>> Begin INPUT DATA

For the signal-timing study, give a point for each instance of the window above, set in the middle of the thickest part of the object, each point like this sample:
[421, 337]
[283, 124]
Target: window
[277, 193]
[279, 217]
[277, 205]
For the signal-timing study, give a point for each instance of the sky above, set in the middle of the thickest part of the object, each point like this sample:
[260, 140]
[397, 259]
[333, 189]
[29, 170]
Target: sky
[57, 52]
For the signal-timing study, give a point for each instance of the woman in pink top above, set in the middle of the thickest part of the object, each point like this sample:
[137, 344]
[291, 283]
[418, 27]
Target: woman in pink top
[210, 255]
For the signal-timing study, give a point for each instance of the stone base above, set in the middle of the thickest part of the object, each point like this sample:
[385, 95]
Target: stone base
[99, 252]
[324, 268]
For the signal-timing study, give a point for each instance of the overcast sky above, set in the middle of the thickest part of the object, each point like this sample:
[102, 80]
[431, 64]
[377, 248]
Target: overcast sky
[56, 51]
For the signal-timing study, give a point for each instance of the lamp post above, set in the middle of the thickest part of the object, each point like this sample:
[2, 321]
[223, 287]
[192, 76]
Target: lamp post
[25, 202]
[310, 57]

>> End INPUT DATA

▶ _TASK_: Every line above should be retyped exactly as given.

▶ _COMPLETED EXERCISE_:
For the signal-timing study, give a point for each instance of the window above, set in the middle of the thickest part of the object, each point like this sample:
[421, 337]
[283, 124]
Target: window
[277, 193]
[279, 217]
[277, 205]
For the signal-timing study, give a point for each instance of the sky above, set in the middle of the thickest part of the object, each point like this sample:
[260, 140]
[397, 259]
[333, 189]
[29, 170]
Target: sky
[57, 52]
For the signal-timing study, give a point for each instance of the woman in pink top above, set in the middle of the thickest part of the object, each point like this sample:
[137, 344]
[291, 283]
[418, 27]
Target: woman in pink top
[210, 255]
For the signal-timing study, give a point for each instance of the stone base above, set in the middle of the thickest part of the object, each point like this sample:
[385, 95]
Target: stone base
[99, 252]
[324, 268]
For the signal-timing study, give a point for each instance of the overcast sky above, set in the middle of the thickest part of the object, each point like this sample:
[102, 80]
[431, 64]
[377, 248]
Target: overcast sky
[56, 51]
For the signal-timing study, give a point for each instance of the lamp post above, set in the middle of the thickest part of the object, each point like this sample:
[2, 321]
[223, 287]
[192, 76]
Target: lamp post
[25, 202]
[310, 57]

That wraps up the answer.